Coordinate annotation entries

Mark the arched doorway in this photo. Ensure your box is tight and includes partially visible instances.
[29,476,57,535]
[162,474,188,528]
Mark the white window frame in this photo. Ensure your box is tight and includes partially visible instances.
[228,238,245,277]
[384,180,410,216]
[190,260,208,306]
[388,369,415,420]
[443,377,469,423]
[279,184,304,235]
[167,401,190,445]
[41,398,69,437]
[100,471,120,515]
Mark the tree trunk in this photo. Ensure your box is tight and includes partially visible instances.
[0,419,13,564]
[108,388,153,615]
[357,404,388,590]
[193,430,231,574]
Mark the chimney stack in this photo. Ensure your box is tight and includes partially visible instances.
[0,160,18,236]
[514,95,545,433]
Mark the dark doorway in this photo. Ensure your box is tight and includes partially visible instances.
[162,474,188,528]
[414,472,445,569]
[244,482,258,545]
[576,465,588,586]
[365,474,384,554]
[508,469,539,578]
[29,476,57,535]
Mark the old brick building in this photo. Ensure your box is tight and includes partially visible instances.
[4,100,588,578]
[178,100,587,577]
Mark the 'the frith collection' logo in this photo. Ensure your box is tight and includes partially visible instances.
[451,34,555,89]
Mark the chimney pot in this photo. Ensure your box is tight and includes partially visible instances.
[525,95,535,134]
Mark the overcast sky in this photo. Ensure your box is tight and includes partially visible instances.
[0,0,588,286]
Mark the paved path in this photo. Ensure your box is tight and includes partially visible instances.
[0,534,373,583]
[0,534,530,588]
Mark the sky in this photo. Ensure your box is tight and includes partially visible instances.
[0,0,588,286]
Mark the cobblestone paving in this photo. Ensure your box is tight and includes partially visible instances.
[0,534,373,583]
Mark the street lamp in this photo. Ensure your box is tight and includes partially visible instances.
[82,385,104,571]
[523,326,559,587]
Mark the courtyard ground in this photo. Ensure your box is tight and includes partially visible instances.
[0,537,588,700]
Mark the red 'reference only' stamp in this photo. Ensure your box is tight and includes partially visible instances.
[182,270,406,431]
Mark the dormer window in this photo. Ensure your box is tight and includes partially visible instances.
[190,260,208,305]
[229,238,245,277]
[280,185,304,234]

What this task involves
Copy these records word for word, keeping every line unchanged.

Correct response
Mark the arched doorway in this photo. Ensure your box is tight and includes partially visible instances.
[29,476,57,535]
[162,474,188,528]
Mark the white window frame in this photo. Ensure your box is tight and includes partially visible instances.
[228,238,245,277]
[384,180,410,216]
[190,260,208,306]
[388,369,415,420]
[443,377,469,423]
[279,184,304,235]
[167,401,190,445]
[41,398,69,437]
[100,471,120,515]
Mark the tree trunk in this photo. Ensure your box is tight and includes partially visible instances.
[0,419,13,564]
[108,388,153,615]
[357,404,388,590]
[193,430,231,574]
Mark the chimney stack in this photo. Ensure your box is tight and includes partially visible instances.
[0,160,18,236]
[514,95,545,433]
Mark the dark doorway in this photo. Ensure your box is tight and includes partially visible instances.
[162,474,188,528]
[414,472,445,569]
[244,482,258,545]
[576,465,588,586]
[365,474,384,554]
[508,469,539,578]
[29,476,57,535]
Mark the old brick building in this photo. Ensure your box is tight and includes partially visible instances.
[4,100,588,578]
[178,100,587,577]
Mark the 'the frith collection' logo in this photo. Ensure your box is tight and includes partially visible instances.
[451,34,555,89]
Mark the chimney pot in this photo. Ensure your box is tight and includes partially visible instances.
[525,95,535,134]
Mark the overcast sky in this photo. Ensure your box is tight and includes partially visible instances.
[0,0,588,286]
Mark the paved path in this photo. Ensure your box is tight and includes partially visible instances.
[0,534,373,583]
[0,534,530,588]
Mark the sky in this photo. Ensure your box is tight and includes partially visible instances.
[0,0,588,286]
Mark the cobblestone paving in this photo. Ensure your box is tight and includes partially visible instances.
[0,534,373,583]
Mark the street lamp in this photo. Ensure your box is tight and includes partially visible instances.
[82,385,104,571]
[523,326,559,587]
Mark the courtyard ground in this photo. Ensure your box is tight and includes partially visible instances.
[0,537,588,700]
Mark the red 'reference only' stamp in this photo. Ensure your box is tight and includes partially visible instances.
[182,270,406,431]
Mark the dormer window in this photo. Ensure your box is tight and includes partially visible instances.
[190,260,208,305]
[229,238,245,277]
[280,185,304,234]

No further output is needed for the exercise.